* START Excerpt *

Sinn Féin's claim that we must remain within the EU to achieve a "social Europe" ignores the harsh legal reality. The EU Treaties, which are superior to all national laws, enshrine neo-liberal policies into law giving the EU power to privatize public services and enforce privatization in any area of economic activity. This was one of the key reasons Dutch and French voters rejected the EU treaties in referendums in 2005 and why the British Trade Union Congress also voted against.

The French and Dutch voters were ignored and the EU's political elite forged ahead with their proposals under the new name of the Lisbon Treaty. Sinn Féin strongly campaigned against this treaty and indeed has campaigned against all EU treaties to date because they have eroded democracy and given more and more power to an unelected elite in Brussels.

Now Sinn Féin claims that Brexit will remove EU minimum safeguards and hand power on workers rights to a "Tory British Government." But as Sinn Féin knows, governments are not permanent; people can choose to change them at election time. However, what is vitally important to understand is that people cannot vote to change EU treaties or remove or hold to account the de facto EU government, which has no democratic mandate from voters and is accountable to no electorate.

* END Excerpt *

▶ _What you should do_
List everything the passage on Sinn Féin and the EU says the EU treaties do or have done. The lines that follow come from a separate source.

* START Record set *

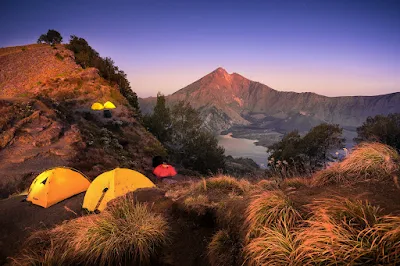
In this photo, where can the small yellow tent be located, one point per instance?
(109, 105)
(55, 185)
(112, 184)
(97, 106)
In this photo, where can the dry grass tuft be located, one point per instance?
(223, 184)
(268, 184)
(348, 232)
(367, 161)
(273, 210)
(224, 249)
(296, 182)
(126, 232)
(273, 246)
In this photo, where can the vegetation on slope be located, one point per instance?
(126, 232)
(86, 57)
(367, 161)
(295, 155)
(179, 129)
(270, 222)
(380, 128)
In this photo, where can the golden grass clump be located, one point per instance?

* END Record set *

▶ _Response to this task_
- They enshrine neo-liberal policies into law.
- They give the EU power to privatize public services.
- They give the EU power to enforce privatization in any area of economic activity.
- They have eroded democracy.
- They have given more and more power to an unelected elite in Brussels.